Point-per-instance localization data
=== Begin Enclosure ===
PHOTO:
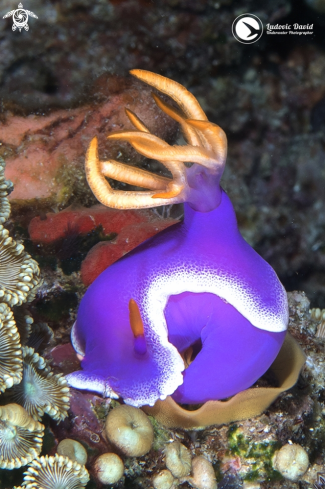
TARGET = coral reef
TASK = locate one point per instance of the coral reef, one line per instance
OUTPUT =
(109, 468)
(269, 98)
(21, 437)
(178, 459)
(130, 430)
(10, 350)
(49, 472)
(291, 461)
(45, 154)
(73, 450)
(40, 391)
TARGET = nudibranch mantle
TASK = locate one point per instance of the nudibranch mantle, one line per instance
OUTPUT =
(200, 295)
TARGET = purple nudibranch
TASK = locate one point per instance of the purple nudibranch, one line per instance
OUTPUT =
(198, 283)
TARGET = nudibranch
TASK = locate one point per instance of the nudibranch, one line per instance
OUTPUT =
(194, 312)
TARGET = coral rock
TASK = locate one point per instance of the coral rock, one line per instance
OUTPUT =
(130, 430)
(203, 474)
(163, 480)
(73, 450)
(102, 255)
(109, 468)
(291, 461)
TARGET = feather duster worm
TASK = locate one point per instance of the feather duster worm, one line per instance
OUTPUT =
(196, 295)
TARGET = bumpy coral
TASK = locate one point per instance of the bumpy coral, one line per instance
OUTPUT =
(291, 461)
(55, 472)
(41, 391)
(178, 459)
(19, 273)
(20, 435)
(73, 450)
(130, 430)
(109, 468)
(10, 350)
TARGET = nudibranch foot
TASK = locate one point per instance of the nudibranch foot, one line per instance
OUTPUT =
(217, 372)
(91, 382)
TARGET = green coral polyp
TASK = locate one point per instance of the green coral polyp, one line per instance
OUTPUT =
(259, 453)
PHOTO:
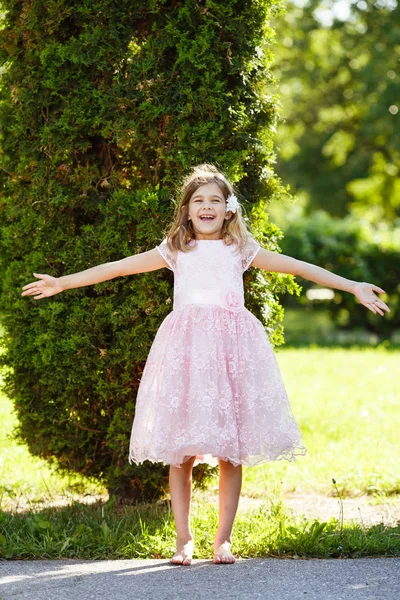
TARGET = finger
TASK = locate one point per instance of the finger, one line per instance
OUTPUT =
(29, 285)
(381, 304)
(376, 289)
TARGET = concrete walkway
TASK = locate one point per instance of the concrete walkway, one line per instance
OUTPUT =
(247, 579)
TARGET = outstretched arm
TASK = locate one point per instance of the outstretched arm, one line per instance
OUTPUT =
(138, 263)
(280, 263)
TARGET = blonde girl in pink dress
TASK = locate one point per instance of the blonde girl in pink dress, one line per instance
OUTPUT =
(211, 390)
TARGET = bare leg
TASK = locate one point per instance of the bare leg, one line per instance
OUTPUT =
(180, 485)
(230, 484)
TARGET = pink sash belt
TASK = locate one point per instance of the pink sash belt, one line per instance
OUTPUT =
(228, 298)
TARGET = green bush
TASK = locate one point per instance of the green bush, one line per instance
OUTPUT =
(103, 107)
(353, 249)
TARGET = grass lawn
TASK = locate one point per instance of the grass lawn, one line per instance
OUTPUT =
(346, 402)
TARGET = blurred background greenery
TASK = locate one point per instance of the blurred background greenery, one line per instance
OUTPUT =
(338, 148)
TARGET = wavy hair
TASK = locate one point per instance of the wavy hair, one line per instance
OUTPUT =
(181, 232)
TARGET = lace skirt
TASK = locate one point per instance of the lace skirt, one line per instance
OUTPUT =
(212, 388)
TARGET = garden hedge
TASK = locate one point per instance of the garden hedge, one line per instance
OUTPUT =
(104, 107)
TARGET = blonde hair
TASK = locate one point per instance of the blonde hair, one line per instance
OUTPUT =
(234, 229)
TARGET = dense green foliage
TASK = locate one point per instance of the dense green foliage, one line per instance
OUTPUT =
(339, 146)
(103, 107)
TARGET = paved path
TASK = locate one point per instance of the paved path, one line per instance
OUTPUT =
(247, 579)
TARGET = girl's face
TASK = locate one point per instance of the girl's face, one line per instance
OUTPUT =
(208, 200)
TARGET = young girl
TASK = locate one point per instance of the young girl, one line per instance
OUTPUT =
(211, 390)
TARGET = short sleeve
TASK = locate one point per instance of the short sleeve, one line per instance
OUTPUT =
(167, 254)
(249, 252)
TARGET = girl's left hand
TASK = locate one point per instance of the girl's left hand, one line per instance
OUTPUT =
(365, 293)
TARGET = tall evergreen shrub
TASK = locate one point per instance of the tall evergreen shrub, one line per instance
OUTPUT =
(104, 106)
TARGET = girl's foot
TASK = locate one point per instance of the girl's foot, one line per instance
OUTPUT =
(183, 554)
(223, 554)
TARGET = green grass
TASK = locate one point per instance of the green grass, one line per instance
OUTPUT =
(346, 403)
(102, 532)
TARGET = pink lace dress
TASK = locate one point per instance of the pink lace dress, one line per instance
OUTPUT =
(211, 386)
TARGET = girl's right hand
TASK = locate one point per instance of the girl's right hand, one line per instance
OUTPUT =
(45, 287)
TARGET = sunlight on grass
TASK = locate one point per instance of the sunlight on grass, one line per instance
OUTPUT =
(346, 404)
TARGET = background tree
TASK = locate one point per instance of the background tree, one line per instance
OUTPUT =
(104, 106)
(339, 146)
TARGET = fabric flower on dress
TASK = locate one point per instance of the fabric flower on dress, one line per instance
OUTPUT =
(232, 203)
(233, 300)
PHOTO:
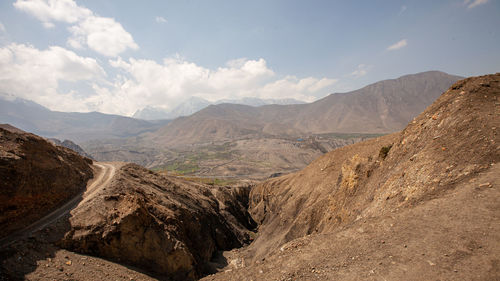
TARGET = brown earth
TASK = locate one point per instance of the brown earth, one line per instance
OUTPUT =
(383, 107)
(249, 158)
(264, 140)
(434, 193)
(36, 177)
(162, 224)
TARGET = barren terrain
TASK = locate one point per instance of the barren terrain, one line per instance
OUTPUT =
(420, 204)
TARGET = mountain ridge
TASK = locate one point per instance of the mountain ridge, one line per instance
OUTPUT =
(382, 107)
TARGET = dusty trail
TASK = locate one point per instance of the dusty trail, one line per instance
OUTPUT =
(105, 172)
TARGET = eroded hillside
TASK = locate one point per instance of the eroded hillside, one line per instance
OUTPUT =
(36, 177)
(410, 199)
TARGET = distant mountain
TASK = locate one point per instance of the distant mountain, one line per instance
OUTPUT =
(382, 107)
(78, 127)
(188, 107)
(195, 104)
(259, 102)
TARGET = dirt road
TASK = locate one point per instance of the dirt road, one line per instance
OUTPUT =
(104, 173)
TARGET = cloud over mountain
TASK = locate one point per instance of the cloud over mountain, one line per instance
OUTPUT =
(102, 35)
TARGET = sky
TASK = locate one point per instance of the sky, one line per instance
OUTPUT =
(118, 56)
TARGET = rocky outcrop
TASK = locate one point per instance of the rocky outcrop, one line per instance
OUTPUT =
(452, 141)
(164, 225)
(36, 177)
(71, 145)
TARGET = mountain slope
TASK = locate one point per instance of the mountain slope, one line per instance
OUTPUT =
(36, 177)
(420, 204)
(78, 127)
(195, 104)
(382, 107)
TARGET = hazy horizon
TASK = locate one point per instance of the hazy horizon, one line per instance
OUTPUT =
(120, 56)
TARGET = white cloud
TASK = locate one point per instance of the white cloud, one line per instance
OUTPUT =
(48, 11)
(103, 35)
(398, 45)
(146, 82)
(61, 80)
(36, 75)
(159, 19)
(361, 70)
(472, 4)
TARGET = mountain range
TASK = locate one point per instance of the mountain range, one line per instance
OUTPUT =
(382, 107)
(195, 104)
(74, 126)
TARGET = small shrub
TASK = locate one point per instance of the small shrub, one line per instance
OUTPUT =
(384, 151)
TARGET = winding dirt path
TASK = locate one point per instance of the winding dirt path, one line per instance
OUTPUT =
(104, 174)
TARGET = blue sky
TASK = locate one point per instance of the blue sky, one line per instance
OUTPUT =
(120, 56)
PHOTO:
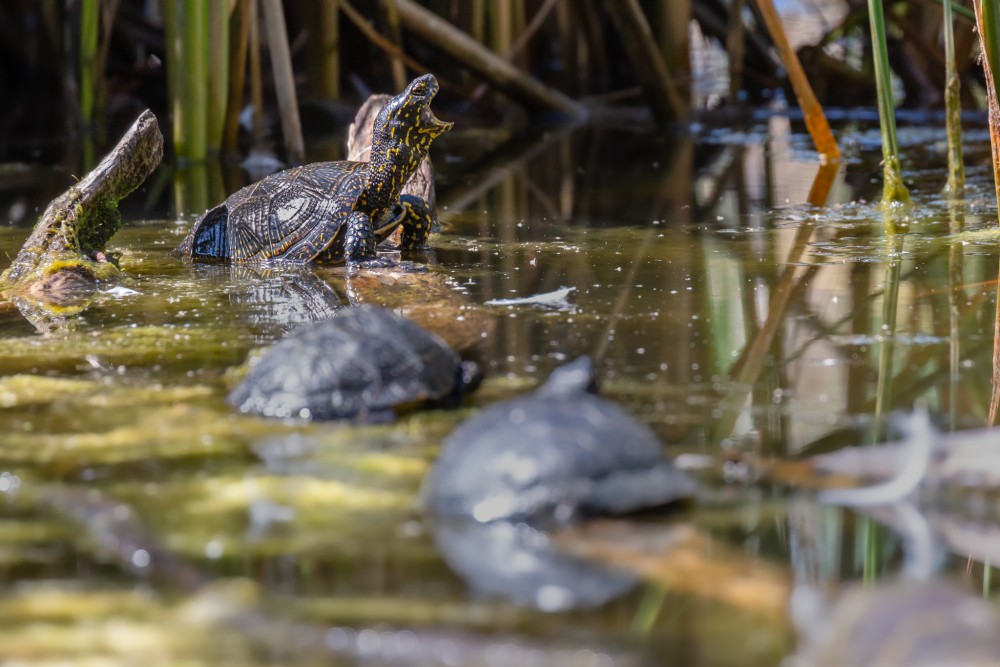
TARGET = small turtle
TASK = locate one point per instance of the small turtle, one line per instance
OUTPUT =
(552, 455)
(364, 362)
(331, 211)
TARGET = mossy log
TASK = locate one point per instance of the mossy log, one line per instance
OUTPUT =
(66, 251)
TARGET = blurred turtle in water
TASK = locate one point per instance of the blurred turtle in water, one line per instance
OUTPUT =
(332, 212)
(65, 257)
(364, 362)
(557, 453)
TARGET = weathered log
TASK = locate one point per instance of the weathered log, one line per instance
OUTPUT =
(66, 249)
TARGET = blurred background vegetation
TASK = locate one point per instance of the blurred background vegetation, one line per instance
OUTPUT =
(71, 68)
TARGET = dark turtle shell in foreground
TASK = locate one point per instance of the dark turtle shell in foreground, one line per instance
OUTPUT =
(551, 455)
(364, 362)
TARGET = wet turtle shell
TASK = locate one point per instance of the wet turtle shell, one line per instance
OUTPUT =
(552, 455)
(365, 361)
(295, 214)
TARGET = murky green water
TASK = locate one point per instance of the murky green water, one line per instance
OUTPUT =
(726, 313)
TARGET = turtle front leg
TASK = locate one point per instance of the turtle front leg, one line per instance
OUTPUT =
(359, 238)
(416, 223)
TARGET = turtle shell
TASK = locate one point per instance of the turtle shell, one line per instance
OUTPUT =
(293, 215)
(364, 361)
(551, 456)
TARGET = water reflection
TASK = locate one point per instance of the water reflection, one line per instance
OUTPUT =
(520, 563)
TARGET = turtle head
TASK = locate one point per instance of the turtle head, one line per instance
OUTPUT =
(404, 130)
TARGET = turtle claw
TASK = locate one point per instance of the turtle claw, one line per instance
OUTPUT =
(376, 263)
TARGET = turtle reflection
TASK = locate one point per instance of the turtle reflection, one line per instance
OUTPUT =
(276, 298)
(520, 563)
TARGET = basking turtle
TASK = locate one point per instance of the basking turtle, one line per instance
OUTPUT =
(363, 362)
(551, 455)
(331, 211)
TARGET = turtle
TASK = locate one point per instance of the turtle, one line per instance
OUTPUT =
(365, 362)
(559, 453)
(331, 212)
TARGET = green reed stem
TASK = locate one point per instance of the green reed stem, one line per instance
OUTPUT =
(90, 19)
(893, 189)
(218, 72)
(953, 107)
(960, 11)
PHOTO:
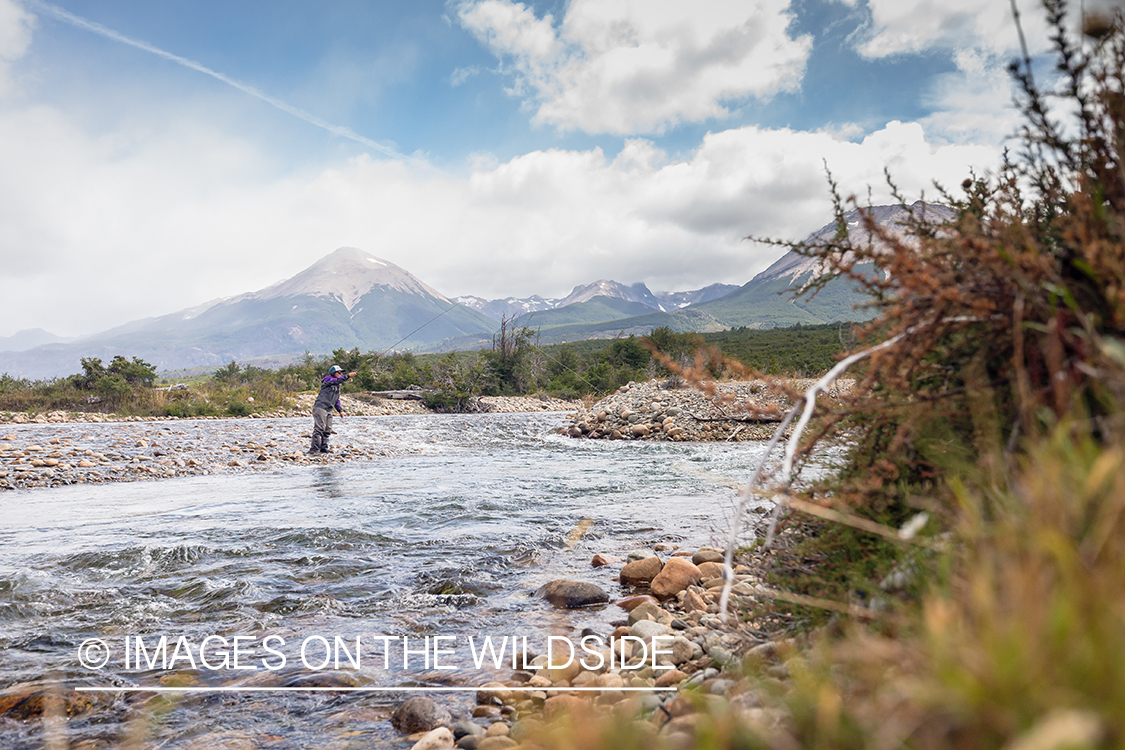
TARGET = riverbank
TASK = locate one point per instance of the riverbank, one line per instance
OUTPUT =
(705, 667)
(356, 405)
(732, 410)
(131, 449)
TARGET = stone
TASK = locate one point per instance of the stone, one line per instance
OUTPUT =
(710, 570)
(641, 572)
(631, 603)
(500, 729)
(573, 594)
(602, 560)
(465, 726)
(646, 629)
(420, 714)
(707, 554)
(671, 677)
(564, 704)
(649, 611)
(677, 575)
(434, 740)
(32, 699)
(693, 602)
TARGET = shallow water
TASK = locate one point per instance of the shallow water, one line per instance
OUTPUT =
(452, 538)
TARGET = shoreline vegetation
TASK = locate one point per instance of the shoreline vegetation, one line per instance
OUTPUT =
(959, 581)
(460, 381)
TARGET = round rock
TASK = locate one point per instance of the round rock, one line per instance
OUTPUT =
(420, 714)
(572, 594)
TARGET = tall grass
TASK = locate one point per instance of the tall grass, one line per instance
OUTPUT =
(992, 400)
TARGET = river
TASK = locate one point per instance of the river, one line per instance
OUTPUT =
(450, 538)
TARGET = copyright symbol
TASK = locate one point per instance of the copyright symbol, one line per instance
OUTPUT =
(93, 653)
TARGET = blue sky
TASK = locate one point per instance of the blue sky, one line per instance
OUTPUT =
(519, 147)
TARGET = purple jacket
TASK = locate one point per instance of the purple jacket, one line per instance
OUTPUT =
(329, 398)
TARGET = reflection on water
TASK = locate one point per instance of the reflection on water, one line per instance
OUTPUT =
(452, 540)
(326, 481)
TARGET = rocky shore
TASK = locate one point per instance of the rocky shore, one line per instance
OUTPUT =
(129, 449)
(700, 670)
(358, 405)
(705, 668)
(736, 410)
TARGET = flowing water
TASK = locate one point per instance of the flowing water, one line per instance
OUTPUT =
(452, 538)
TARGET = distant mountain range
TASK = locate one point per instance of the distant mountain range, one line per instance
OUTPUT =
(351, 298)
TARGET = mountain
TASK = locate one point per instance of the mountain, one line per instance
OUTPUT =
(347, 299)
(674, 300)
(509, 307)
(637, 292)
(28, 339)
(767, 300)
(663, 300)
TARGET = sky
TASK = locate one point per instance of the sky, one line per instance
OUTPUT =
(155, 155)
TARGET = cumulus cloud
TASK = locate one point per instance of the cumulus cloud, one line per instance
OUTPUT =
(973, 104)
(626, 68)
(100, 229)
(16, 26)
(909, 26)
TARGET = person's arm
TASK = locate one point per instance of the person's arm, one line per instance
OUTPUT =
(344, 378)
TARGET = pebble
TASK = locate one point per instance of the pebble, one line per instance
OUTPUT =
(63, 452)
(649, 410)
(573, 594)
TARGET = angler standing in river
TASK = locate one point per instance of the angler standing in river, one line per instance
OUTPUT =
(327, 399)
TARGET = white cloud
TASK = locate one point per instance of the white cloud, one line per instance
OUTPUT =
(461, 74)
(908, 26)
(16, 26)
(100, 229)
(974, 104)
(621, 66)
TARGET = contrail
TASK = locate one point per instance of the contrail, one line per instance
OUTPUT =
(312, 119)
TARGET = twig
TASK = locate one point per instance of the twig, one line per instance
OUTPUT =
(849, 520)
(753, 419)
(853, 610)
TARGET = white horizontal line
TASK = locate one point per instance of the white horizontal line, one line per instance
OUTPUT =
(368, 689)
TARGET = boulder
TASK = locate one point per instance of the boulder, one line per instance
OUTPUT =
(710, 569)
(420, 714)
(434, 740)
(677, 575)
(631, 603)
(641, 572)
(573, 594)
(564, 704)
(707, 554)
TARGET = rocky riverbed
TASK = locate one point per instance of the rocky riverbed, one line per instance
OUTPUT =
(700, 668)
(738, 410)
(126, 449)
(354, 405)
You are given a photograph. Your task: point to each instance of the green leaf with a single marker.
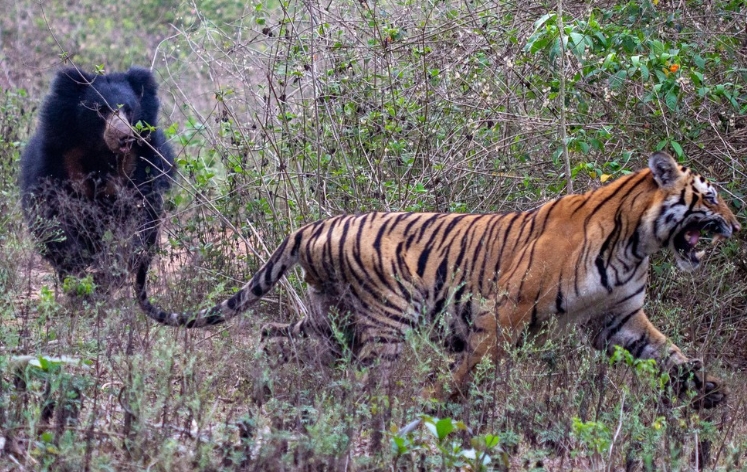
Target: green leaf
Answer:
(677, 149)
(671, 100)
(491, 440)
(443, 428)
(644, 72)
(543, 19)
(617, 80)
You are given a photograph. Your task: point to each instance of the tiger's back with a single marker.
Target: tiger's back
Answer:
(484, 279)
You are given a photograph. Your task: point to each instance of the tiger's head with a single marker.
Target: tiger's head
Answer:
(688, 208)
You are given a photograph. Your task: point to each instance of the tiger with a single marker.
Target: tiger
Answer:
(489, 279)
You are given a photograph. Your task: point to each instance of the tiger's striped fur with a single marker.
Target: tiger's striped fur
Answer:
(486, 278)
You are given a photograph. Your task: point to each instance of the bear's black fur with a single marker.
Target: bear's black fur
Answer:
(96, 168)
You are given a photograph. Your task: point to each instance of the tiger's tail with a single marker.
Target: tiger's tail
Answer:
(284, 257)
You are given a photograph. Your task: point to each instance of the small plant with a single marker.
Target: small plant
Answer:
(451, 455)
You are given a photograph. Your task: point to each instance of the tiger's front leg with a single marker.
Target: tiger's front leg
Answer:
(635, 333)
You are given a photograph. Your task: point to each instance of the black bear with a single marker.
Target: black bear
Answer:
(95, 171)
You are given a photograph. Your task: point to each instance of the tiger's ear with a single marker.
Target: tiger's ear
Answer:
(665, 169)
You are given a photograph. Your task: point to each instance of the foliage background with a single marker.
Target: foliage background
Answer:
(285, 112)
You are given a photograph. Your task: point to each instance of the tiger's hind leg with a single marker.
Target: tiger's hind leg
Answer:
(279, 339)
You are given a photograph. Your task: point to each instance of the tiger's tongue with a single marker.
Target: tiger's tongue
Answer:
(692, 237)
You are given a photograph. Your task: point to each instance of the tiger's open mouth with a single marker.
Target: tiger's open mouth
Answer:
(686, 241)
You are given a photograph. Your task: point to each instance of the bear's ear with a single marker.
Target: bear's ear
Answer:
(71, 81)
(665, 169)
(142, 82)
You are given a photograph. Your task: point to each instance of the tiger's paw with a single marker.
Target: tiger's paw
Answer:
(689, 377)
=== End Enclosure ===
- PROBLEM TO WORK ON -
Pull out all lines in the data above that include "foot".

- RESPONSE TO THE EXERCISE -
TARGET = nudibranch foot
TASK = locate one point per instance of the nudibranch foot, one line per instance
TARGET = girl's foot
TASK = locate one point per instance of the girl's foot, one line per instance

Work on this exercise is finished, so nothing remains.